Recreational use to fan the flames
The cannabis industry’s historical growth rate has been high and this is expected to continue in 2020. Canada’s legal cannabis market is set to increase by 50% to around $1.7bn*, driven by more retail stores carrying marijuana products, including edibles, beverages and vaping devices. The biggest growth driver in the coming years is likely to be recreational use rather than medical use, but this will have to battle against the increased risk of consumer regulation.
Still, here at Saxo we expect growth rates to remain high for the years to come based on the projections from Bloomberg Intelligence and restructurings to accelerate the weeding out of weak companies in the industry. There will be more pain before the industry consolidates into bigger players with operational moats that can improve operating margins. Regulation has so far been a friend for the industry but over the years this could change as recreational marijuana use increases. Our view on the industry is that it will be volatile for years.
§ §
→ Task list:
• 1. Which marijuana products does the cannabis industry text name as things that more retail stores are carrying?
• 2. Resume the cannabis industry text, starting right after its last sentence.

(Natural-language region descriptions)
§ §
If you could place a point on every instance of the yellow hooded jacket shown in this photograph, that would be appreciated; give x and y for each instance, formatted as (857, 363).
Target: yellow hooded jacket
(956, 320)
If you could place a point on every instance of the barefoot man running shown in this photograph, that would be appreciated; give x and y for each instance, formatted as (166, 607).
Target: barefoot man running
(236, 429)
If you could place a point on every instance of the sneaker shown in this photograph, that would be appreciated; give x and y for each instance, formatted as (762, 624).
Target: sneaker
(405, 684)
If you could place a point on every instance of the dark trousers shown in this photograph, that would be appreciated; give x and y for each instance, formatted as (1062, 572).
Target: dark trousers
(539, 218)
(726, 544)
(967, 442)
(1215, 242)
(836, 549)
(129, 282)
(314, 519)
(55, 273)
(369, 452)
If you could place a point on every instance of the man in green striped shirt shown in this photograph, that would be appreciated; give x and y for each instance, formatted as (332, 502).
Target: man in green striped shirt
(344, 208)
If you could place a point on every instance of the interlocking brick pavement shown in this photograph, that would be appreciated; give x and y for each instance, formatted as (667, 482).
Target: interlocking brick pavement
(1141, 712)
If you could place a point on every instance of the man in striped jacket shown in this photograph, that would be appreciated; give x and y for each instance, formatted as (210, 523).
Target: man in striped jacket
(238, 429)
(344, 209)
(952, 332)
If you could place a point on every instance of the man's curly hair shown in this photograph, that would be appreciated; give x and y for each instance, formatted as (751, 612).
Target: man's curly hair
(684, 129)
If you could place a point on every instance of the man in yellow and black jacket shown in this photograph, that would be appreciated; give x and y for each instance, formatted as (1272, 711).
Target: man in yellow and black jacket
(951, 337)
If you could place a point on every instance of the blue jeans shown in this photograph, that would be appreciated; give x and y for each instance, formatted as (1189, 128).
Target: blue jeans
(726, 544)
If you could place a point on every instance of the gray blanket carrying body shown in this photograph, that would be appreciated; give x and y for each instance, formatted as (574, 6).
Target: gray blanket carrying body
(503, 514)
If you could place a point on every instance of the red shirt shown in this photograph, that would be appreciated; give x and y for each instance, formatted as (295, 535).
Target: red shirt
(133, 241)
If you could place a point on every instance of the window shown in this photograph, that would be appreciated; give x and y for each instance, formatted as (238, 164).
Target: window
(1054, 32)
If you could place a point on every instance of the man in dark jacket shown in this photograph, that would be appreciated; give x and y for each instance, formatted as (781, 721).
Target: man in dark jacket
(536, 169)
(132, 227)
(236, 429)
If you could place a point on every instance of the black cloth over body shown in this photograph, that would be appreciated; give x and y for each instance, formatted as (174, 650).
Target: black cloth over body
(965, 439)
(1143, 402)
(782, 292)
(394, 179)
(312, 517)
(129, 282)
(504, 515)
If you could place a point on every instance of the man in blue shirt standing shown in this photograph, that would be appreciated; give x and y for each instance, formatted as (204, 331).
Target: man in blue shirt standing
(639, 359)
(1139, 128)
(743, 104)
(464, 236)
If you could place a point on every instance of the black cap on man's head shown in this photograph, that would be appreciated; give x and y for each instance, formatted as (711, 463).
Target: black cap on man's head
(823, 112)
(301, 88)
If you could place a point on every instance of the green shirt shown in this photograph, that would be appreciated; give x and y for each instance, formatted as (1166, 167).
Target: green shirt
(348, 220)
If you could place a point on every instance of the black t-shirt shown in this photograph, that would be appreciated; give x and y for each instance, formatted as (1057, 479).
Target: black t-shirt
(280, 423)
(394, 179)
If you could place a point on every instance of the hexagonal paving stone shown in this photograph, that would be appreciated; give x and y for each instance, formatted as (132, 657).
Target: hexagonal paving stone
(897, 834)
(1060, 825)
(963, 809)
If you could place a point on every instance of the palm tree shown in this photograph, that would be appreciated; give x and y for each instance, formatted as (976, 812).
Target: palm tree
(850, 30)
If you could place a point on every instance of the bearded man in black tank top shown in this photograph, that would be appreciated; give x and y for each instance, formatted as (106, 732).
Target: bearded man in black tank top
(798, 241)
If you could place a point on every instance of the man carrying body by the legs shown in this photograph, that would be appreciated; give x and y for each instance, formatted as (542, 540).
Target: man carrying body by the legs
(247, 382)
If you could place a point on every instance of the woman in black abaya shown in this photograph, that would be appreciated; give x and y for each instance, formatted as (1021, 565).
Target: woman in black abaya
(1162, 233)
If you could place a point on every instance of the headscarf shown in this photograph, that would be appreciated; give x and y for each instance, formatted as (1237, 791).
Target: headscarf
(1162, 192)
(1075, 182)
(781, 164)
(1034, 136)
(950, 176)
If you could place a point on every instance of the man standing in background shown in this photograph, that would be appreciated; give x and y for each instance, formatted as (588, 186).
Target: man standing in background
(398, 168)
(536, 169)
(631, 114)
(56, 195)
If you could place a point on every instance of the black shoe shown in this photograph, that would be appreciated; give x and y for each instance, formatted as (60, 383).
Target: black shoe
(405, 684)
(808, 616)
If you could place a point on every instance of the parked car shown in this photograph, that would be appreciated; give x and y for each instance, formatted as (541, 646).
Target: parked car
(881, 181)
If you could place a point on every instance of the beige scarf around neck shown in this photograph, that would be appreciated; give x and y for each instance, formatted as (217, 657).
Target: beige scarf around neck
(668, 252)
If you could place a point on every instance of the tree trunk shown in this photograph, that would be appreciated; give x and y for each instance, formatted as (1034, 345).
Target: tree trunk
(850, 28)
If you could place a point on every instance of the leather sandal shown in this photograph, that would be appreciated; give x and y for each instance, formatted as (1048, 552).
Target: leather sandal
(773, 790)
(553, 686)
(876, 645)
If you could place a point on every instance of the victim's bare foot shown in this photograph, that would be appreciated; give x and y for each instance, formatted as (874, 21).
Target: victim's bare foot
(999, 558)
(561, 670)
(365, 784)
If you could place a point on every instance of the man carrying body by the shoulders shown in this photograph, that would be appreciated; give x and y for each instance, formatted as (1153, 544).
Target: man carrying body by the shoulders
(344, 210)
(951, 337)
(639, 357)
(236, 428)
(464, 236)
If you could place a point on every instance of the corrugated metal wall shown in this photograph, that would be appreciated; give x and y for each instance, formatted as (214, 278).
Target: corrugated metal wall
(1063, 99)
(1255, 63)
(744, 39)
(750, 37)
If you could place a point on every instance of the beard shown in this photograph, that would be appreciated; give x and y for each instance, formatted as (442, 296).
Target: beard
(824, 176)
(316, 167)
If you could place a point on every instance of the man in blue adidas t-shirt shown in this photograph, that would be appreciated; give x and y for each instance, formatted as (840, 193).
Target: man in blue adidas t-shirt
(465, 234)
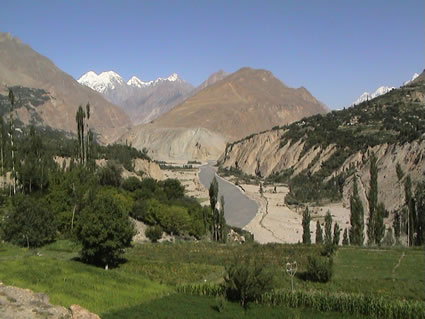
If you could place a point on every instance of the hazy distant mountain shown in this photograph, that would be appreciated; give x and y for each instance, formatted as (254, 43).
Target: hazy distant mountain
(368, 96)
(380, 91)
(143, 101)
(415, 75)
(242, 103)
(20, 65)
(245, 102)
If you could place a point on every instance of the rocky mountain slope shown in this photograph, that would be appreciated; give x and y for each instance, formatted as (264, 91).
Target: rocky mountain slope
(142, 101)
(245, 102)
(22, 66)
(319, 155)
(380, 91)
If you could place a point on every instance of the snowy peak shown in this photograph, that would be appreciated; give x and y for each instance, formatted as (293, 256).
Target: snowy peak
(110, 80)
(415, 75)
(369, 96)
(103, 82)
(136, 82)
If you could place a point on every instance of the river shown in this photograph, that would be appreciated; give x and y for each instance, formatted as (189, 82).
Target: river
(239, 210)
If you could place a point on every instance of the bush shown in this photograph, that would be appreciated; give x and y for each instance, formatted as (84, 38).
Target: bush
(319, 268)
(154, 233)
(245, 281)
(29, 223)
(104, 230)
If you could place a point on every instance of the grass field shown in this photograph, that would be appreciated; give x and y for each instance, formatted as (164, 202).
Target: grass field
(143, 286)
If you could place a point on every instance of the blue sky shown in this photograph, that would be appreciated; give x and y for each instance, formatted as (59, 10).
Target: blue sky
(337, 49)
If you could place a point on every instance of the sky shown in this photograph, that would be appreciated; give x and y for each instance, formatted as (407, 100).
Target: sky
(337, 49)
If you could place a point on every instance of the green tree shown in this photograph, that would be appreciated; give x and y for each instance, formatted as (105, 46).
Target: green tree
(328, 228)
(356, 217)
(306, 227)
(245, 280)
(345, 241)
(104, 230)
(379, 223)
(337, 234)
(213, 192)
(154, 233)
(420, 209)
(222, 221)
(372, 199)
(110, 175)
(29, 223)
(319, 233)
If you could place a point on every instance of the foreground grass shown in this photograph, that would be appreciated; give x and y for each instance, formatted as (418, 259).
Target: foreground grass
(195, 307)
(140, 287)
(69, 282)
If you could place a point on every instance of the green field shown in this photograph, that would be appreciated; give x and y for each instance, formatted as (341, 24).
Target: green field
(144, 285)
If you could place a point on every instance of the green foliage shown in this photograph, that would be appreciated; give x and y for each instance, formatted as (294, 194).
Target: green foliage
(328, 228)
(373, 201)
(319, 269)
(28, 223)
(356, 217)
(345, 241)
(337, 234)
(306, 227)
(319, 233)
(246, 280)
(154, 233)
(110, 175)
(104, 230)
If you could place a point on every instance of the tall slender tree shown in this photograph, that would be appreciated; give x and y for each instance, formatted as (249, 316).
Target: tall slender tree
(306, 227)
(11, 135)
(213, 192)
(222, 221)
(372, 199)
(319, 233)
(337, 234)
(328, 228)
(345, 241)
(356, 217)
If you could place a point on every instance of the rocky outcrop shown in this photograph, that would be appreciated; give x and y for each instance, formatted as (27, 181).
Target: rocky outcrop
(177, 143)
(264, 153)
(16, 303)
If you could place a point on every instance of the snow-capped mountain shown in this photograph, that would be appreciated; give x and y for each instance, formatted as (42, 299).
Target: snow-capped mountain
(415, 75)
(143, 101)
(369, 96)
(380, 91)
(103, 82)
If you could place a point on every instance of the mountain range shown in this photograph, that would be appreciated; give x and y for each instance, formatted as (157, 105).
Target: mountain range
(142, 101)
(236, 105)
(22, 66)
(380, 91)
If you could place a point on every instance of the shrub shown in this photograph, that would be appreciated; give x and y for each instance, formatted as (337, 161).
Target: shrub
(104, 230)
(154, 233)
(319, 268)
(246, 280)
(29, 223)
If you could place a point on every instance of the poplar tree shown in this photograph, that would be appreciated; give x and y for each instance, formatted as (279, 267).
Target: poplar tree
(222, 221)
(356, 217)
(372, 199)
(319, 233)
(11, 134)
(345, 241)
(213, 192)
(337, 234)
(328, 228)
(306, 227)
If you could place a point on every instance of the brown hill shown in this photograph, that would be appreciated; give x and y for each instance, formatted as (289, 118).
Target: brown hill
(245, 102)
(20, 65)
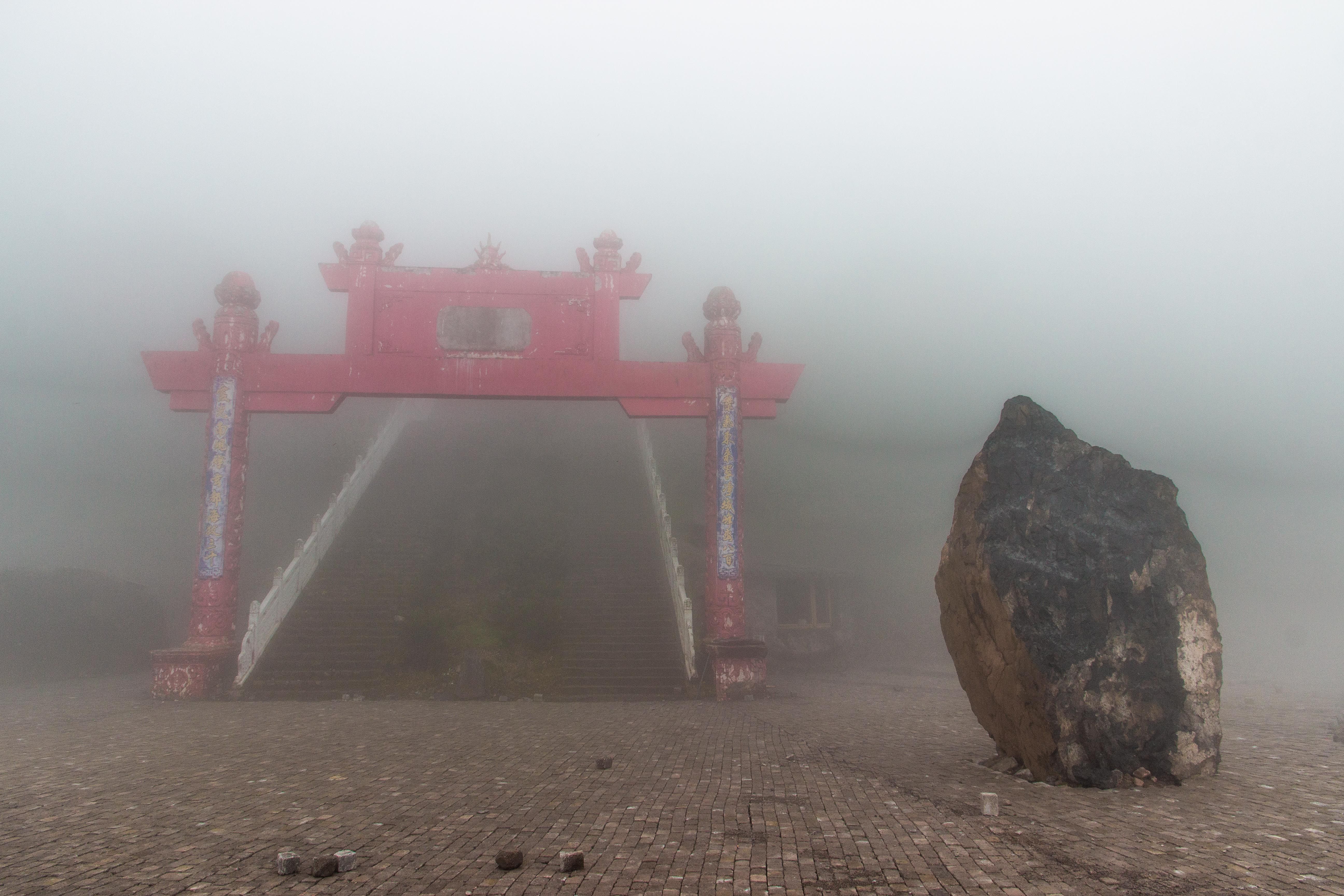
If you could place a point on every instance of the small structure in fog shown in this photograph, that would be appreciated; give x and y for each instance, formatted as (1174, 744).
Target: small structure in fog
(803, 612)
(1077, 609)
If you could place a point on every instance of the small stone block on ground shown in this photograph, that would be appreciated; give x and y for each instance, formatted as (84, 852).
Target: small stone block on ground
(324, 867)
(509, 859)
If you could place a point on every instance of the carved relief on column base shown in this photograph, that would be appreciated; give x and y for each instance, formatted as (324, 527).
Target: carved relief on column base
(193, 674)
(738, 668)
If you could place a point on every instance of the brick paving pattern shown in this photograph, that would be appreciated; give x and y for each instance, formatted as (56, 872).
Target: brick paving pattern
(863, 782)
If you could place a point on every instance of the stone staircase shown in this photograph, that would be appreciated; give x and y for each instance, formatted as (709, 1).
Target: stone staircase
(342, 633)
(621, 640)
(620, 637)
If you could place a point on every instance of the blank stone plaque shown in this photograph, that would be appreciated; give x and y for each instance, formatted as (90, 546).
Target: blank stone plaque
(484, 330)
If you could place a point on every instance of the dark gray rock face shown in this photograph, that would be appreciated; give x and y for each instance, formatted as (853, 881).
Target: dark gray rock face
(1076, 605)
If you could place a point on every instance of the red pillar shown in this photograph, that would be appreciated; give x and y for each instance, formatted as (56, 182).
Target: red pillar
(738, 660)
(204, 664)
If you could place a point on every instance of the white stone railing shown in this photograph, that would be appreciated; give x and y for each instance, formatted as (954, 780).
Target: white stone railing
(671, 562)
(267, 614)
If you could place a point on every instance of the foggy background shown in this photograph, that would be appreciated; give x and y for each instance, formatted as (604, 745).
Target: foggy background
(1131, 214)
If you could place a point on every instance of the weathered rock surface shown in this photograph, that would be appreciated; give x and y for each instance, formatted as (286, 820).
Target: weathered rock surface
(1077, 610)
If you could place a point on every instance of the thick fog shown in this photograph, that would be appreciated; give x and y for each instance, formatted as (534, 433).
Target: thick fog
(1132, 214)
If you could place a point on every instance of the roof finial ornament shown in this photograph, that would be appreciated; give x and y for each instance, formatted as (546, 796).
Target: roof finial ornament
(366, 250)
(239, 288)
(722, 307)
(488, 256)
(608, 246)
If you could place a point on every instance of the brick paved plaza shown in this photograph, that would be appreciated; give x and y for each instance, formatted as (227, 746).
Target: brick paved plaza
(863, 782)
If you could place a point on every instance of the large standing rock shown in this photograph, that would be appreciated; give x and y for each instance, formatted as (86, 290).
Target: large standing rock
(1077, 609)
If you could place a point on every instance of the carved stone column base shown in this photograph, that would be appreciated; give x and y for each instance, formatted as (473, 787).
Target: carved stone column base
(738, 668)
(193, 674)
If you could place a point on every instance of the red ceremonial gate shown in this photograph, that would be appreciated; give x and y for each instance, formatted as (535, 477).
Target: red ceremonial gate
(484, 331)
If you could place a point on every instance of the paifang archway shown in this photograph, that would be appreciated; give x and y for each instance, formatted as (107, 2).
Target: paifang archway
(484, 331)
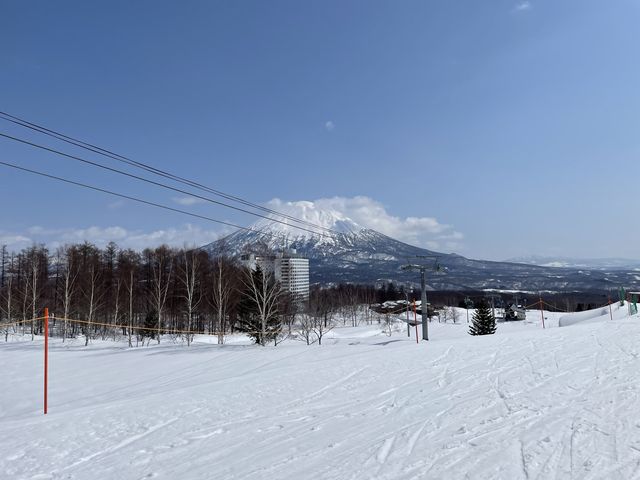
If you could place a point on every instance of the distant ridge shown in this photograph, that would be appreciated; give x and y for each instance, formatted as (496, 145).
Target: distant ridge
(357, 254)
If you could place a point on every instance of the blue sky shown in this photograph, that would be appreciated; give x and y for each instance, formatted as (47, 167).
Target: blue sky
(511, 124)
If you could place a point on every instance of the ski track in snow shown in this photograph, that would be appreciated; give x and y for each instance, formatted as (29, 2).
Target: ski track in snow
(525, 403)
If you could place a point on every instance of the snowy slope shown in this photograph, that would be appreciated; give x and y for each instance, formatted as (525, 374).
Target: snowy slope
(524, 403)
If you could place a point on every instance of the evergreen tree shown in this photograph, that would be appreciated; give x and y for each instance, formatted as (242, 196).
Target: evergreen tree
(258, 300)
(483, 321)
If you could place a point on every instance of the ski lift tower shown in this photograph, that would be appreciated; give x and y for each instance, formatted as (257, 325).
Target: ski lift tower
(423, 287)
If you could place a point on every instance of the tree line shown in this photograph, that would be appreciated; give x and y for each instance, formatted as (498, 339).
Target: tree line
(147, 295)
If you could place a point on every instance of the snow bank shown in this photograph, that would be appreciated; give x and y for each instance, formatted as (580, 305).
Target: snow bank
(596, 315)
(524, 403)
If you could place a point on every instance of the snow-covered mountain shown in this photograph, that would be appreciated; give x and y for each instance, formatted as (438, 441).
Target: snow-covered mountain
(341, 250)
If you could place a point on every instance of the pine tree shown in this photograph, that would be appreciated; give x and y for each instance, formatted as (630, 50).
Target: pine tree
(483, 321)
(258, 314)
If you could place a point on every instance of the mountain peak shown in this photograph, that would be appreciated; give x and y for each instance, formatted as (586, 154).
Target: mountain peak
(308, 212)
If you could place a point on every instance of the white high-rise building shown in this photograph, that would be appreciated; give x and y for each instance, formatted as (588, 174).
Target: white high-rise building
(289, 268)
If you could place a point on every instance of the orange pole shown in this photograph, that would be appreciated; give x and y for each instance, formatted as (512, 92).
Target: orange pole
(541, 312)
(415, 320)
(46, 356)
(610, 312)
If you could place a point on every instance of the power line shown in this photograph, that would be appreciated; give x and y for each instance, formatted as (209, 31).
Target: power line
§ §
→ Task-by-task outputs:
• 1. Edibles, beverages and vaping devices.

• 2.
* According to Kenneth Shea, senior analyst (Food & Beverage) for Bloomberg Intelligence
Growth rolled up in volatility and risk
Since the cannabis index’s launch in September 2018 it has had annualised volatility of 45.6%, which is three times that of the S&P 500 at 15.1%. The correlation to the S&P 500 is only 0.11, showing that the industry is not driven by general macro factors but many idiosyncratic risk factors. It also highlights the appeal of Saxo’s new cannabis index futures, as the S&P 500 or any other equity index would be an inadequate hedging instrument.